▶ Quellenauszug

Musik wie ein Röntgenbild

Claus Guth im Gespräch

Fotografie von Li Hui

CG Claus Guth
YG Yvonne Gebauer

YG Sie haben in Ihrer langjährigen Regiekarriere sehr viele Strauss- Opern inszeniert und sind mittlerweile zu einem Spezialisten geworden. Kaum ein Regisseur hat sich so viel mit Strauss’ musikalischem Kosmos beschäftigt ...

CG Ich war während meines Studiums an der Theaterakademie August Everding für ein Jahr als Auszubildender an der Bayeri­schen Staatsoper und habe verschiedene Abteilungen kennen gelernt. Das war 1988, als die Bayerische Staatsoper tatsächlich in einer Spielzeit alle Strauss-Opern zur Aufführung brachte, inklusive Danae. Ich glaube, dass meine große Strauss-Initiation zu diesem Zeitpunkt stattgefunden hat.

▶ Bereitgestellte Einträge
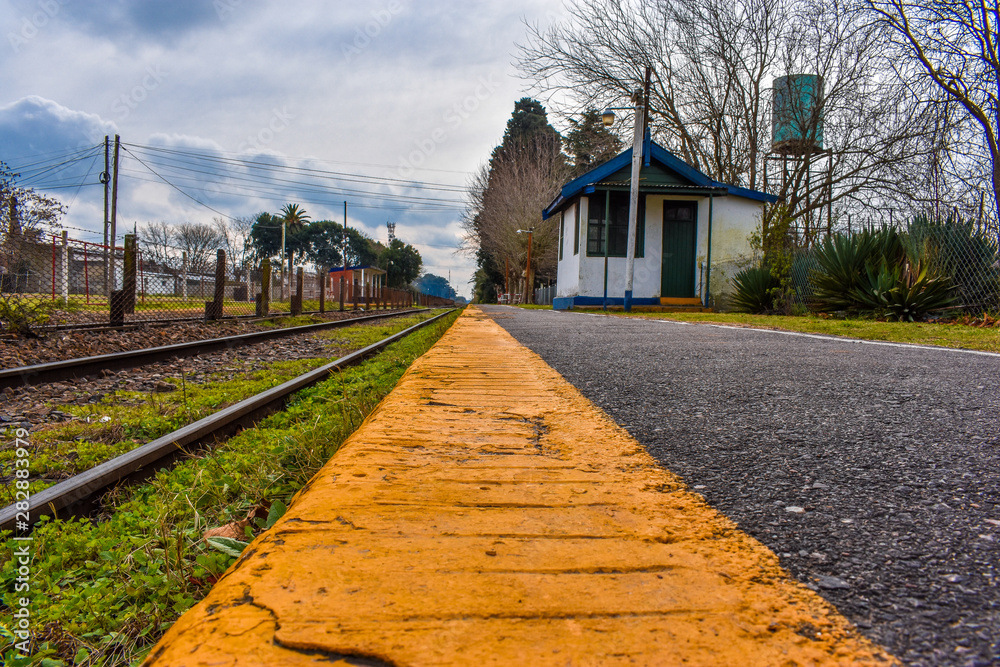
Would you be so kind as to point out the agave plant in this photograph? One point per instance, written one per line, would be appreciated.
(755, 288)
(843, 262)
(882, 273)
(893, 292)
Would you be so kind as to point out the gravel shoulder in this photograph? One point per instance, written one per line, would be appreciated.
(873, 471)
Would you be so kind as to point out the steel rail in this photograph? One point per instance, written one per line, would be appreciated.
(55, 371)
(74, 495)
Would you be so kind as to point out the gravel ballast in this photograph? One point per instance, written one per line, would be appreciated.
(871, 470)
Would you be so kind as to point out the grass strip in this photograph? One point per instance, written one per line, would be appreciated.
(986, 339)
(103, 592)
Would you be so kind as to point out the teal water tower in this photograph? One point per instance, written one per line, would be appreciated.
(796, 117)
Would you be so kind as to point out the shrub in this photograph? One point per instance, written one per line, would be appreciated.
(881, 273)
(755, 290)
(21, 315)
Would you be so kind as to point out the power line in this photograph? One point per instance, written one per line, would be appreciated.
(319, 172)
(175, 187)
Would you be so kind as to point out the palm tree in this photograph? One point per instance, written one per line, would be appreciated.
(294, 218)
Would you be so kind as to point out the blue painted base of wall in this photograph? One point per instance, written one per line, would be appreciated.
(567, 302)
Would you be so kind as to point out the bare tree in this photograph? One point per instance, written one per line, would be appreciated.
(236, 241)
(509, 195)
(200, 242)
(714, 63)
(955, 48)
(158, 243)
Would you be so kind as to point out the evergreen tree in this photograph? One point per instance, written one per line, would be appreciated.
(590, 143)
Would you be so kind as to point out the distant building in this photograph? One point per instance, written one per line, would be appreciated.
(680, 209)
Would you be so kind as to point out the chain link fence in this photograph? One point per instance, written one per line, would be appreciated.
(967, 252)
(52, 280)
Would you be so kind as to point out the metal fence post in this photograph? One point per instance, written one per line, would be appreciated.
(264, 297)
(184, 276)
(322, 291)
(296, 300)
(213, 308)
(128, 273)
(65, 268)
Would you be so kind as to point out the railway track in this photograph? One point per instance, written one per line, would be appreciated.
(75, 496)
(56, 371)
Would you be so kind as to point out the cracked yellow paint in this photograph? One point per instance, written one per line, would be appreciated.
(488, 514)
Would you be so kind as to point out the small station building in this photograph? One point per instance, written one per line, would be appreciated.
(692, 233)
(365, 279)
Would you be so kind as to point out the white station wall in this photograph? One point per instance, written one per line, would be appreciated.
(733, 221)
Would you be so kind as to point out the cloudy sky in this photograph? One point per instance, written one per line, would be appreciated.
(409, 96)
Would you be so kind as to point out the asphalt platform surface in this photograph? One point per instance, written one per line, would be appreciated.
(873, 471)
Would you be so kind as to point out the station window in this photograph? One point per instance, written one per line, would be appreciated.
(562, 233)
(618, 229)
(576, 228)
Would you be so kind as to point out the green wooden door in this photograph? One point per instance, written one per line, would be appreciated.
(680, 226)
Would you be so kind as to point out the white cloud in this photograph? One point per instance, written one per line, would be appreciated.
(394, 83)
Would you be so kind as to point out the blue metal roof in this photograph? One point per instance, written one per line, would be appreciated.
(661, 155)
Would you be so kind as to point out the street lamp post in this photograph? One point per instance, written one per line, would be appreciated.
(528, 291)
(641, 100)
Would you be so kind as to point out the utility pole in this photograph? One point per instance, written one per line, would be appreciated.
(114, 218)
(641, 99)
(506, 277)
(528, 282)
(344, 252)
(106, 181)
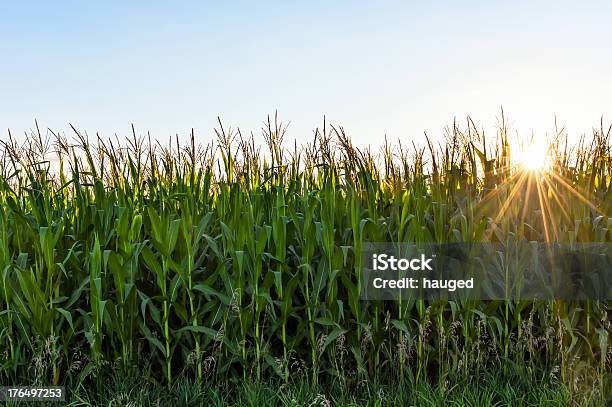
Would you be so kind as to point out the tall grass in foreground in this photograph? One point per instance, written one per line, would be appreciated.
(230, 263)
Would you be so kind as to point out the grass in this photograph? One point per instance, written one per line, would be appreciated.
(234, 267)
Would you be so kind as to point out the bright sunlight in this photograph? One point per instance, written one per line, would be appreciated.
(534, 157)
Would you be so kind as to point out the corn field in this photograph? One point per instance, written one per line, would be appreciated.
(232, 261)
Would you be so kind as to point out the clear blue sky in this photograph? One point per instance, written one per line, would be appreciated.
(378, 68)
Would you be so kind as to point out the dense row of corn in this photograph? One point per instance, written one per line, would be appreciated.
(230, 262)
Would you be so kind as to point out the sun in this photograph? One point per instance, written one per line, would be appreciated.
(534, 157)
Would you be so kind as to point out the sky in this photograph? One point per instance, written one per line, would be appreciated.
(394, 69)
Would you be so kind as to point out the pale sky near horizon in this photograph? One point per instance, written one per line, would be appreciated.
(384, 68)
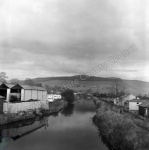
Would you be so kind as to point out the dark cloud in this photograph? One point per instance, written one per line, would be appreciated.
(70, 37)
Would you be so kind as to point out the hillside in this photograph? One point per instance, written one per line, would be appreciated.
(95, 83)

▶ Ihre Aufgabe
Schreiben Sie aus dem Gespräch mit Claus Guth den Abschnitt zwischen „Musik wie ein“ und „Zeitpunkt stattgefunden hat.“ einschließlich wortgetreu ab.

▶ Gelöste Aufgabe
Musik wie ein Röntgenbild

Claus Guth im Gespräch

Fotografie von Li Hui

CG Claus Guth
YG Yvonne Gebauer

YG Sie haben in Ihrer langjährigen Regiekarriere sehr viele Strauss- Opern inszeniert und sind mittlerweile zu einem Spezialisten geworden. Kaum ein Regisseur hat sich so viel mit Strauss’ musikalischem Kosmos beschäftigt ...

CG Ich war während meines Studiums an der Theaterakademie August Everding für ein Jahr als Auszubildender an der Bayeri­schen Staatsoper und habe verschiedene Abteilungen kennen gelernt. Das war 1988, als die Bayerische Staatsoper tatsächlich in einer Spielzeit alle Strauss-Opern zur Aufführung brachte, inklusive Danae. Ich glaube, dass meine große Strauss-Initiation zu diesem Zeitpunkt stattgefunden hat.